Exercise:
In every row below, substitute "windowsill" for each occurrence of "window sill" and leave everything else unchanged. Omit the pictures from your answer.

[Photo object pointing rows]
::::
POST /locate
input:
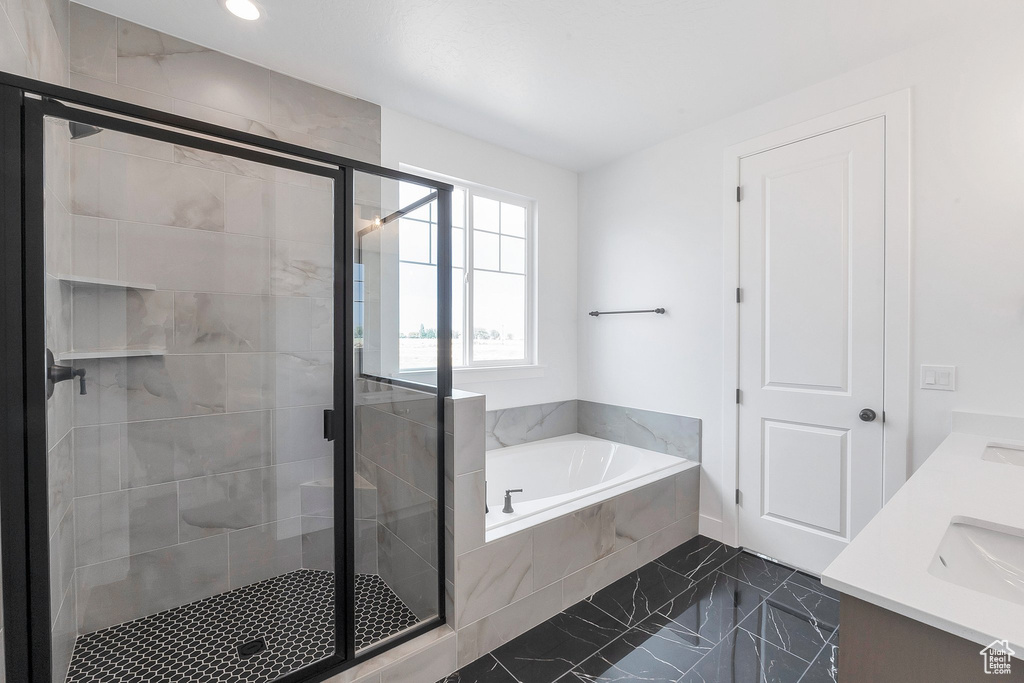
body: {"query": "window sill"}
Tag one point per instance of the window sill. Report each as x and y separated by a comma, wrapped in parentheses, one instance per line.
(464, 376)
::::
Response below:
POST /locate
input:
body: {"query": "windowsill"}
Tag one point per instance of the windowsill. Report each as x and y separated by a comma, wrapped in parentheses, one instance per line.
(464, 376)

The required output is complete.